"""

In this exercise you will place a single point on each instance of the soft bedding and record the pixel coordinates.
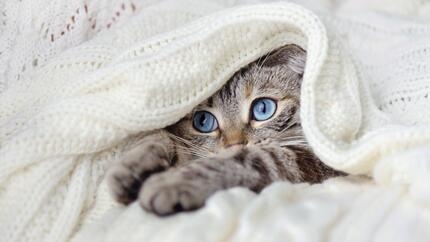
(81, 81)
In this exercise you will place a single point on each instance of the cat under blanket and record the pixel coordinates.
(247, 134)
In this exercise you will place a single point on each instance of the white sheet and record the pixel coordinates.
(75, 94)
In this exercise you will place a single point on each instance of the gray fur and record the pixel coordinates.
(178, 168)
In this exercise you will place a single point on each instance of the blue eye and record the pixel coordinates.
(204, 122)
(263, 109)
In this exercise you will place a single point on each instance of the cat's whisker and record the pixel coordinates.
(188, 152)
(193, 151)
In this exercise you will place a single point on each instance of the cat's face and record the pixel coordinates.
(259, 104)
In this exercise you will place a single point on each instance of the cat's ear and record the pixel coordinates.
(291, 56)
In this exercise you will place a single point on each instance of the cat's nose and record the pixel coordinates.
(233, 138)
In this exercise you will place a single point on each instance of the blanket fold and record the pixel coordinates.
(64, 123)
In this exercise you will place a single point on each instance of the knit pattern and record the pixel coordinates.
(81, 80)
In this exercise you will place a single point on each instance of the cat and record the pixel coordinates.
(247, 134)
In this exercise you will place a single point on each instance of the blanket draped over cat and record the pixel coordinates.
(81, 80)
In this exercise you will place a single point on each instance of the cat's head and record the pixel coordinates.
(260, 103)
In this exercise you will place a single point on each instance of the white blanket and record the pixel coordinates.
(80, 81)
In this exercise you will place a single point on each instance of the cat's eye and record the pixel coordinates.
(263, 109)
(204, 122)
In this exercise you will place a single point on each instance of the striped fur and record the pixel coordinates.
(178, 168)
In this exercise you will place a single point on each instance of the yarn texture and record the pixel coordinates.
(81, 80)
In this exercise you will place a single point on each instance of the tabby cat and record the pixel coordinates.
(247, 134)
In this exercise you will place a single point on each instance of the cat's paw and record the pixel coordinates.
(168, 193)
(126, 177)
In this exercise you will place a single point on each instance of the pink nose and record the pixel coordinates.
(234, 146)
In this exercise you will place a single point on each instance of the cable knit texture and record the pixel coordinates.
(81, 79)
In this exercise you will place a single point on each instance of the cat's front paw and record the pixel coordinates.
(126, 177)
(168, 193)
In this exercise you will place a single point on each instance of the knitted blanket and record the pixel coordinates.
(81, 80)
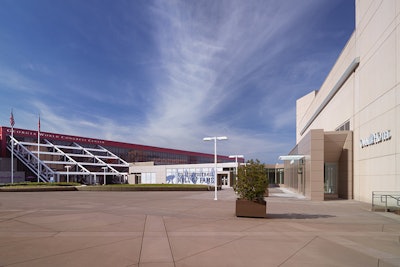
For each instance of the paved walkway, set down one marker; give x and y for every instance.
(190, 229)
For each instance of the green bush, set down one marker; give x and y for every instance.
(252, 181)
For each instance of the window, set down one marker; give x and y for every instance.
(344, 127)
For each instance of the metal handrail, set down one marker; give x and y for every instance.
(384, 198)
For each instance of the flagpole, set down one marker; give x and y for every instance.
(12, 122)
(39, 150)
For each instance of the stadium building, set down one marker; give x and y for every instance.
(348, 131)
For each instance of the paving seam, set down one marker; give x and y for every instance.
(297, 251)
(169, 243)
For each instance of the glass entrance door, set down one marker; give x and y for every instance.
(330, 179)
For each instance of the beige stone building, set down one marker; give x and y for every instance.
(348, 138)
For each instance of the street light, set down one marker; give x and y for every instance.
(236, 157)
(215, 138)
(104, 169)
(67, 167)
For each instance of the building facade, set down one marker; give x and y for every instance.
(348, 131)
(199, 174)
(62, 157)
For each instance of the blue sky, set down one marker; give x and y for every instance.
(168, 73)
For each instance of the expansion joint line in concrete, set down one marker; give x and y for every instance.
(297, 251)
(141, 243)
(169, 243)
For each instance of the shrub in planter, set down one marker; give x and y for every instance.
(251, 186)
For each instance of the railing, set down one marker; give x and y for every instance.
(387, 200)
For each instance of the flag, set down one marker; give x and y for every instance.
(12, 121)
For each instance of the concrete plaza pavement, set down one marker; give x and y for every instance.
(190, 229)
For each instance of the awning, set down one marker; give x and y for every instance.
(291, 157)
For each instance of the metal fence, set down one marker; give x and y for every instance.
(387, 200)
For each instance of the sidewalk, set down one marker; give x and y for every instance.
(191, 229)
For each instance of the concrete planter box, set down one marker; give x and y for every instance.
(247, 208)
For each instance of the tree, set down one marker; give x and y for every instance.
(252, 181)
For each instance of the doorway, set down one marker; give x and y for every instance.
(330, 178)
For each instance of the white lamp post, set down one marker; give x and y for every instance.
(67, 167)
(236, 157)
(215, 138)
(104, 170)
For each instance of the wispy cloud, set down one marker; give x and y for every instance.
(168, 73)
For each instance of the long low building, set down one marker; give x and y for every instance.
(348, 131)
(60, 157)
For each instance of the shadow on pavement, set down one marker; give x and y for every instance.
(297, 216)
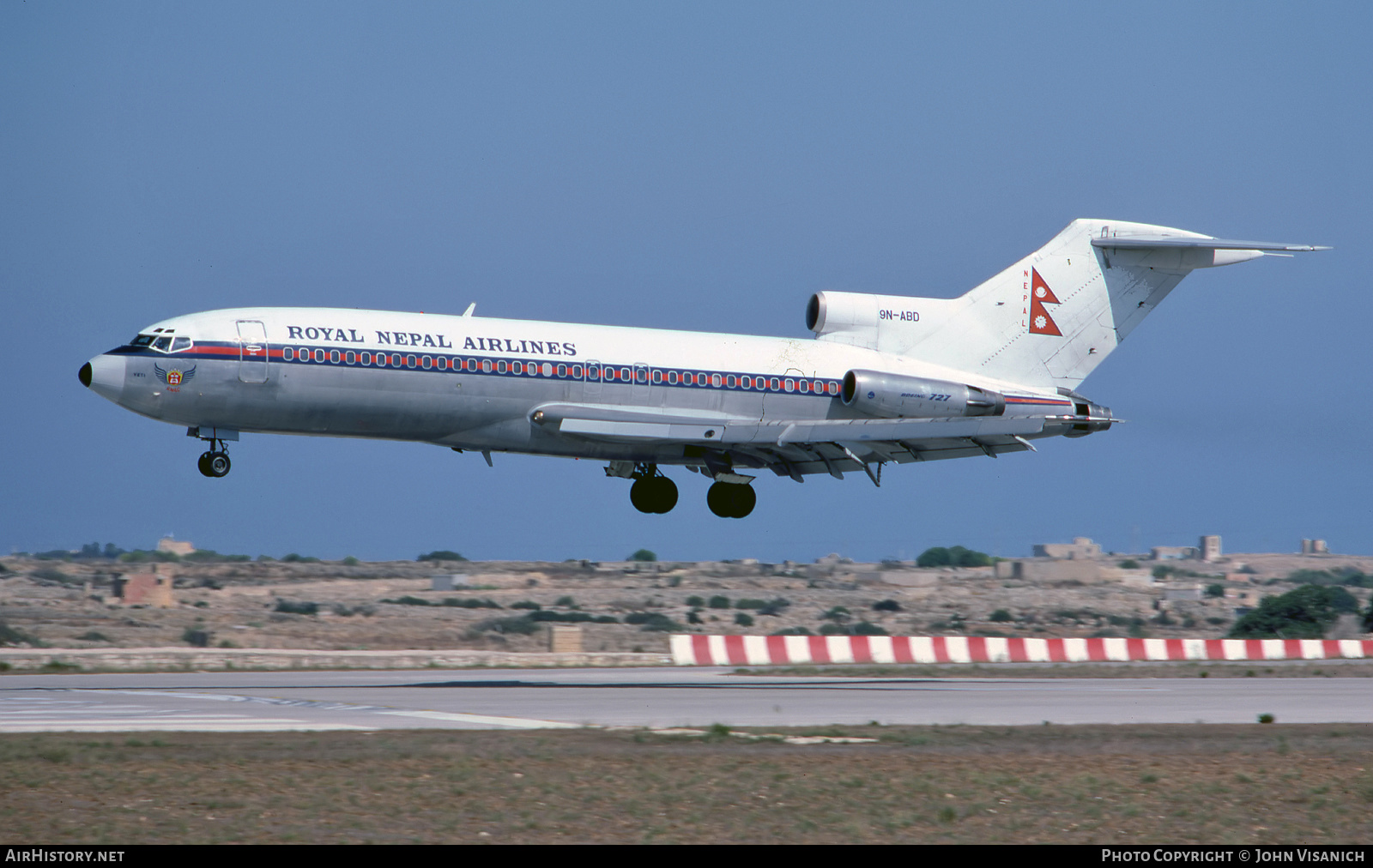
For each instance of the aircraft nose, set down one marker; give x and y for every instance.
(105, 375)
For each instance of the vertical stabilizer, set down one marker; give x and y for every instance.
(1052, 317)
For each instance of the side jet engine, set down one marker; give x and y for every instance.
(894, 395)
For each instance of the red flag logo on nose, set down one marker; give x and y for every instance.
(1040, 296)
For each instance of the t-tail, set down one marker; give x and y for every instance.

"""

_What to work on_
Return verbatim every line of the records, beginning at the line that contains "For each instance of the wispy" and continuing through the final line of the records, with the pictures omitted from your answer.

_Result_
For each instance of the wispy cloud, set down one marker; give x and y for every instance.
(168, 73)
For each instance of the long low building, set down one marker; give x and y for every instance.
(348, 131)
(60, 157)
For each instance of the shadow on pavement, set down one marker; give x and y for every instance.
(297, 216)
For each instance of the aircraft nose, set down one marker; give x and y for every instance.
(105, 375)
For each instance of the vertical stabilizer, set down one marker; give x and y for every instance.
(1052, 317)
For each instance of the side jet engine, set down one marker; give x and y for every instance.
(894, 395)
For each instance of the red flag logo on nose, set down one marker; give x and y for every instance.
(1040, 296)
For each instance of the t-tail, set down one marker; give x and y for every instance.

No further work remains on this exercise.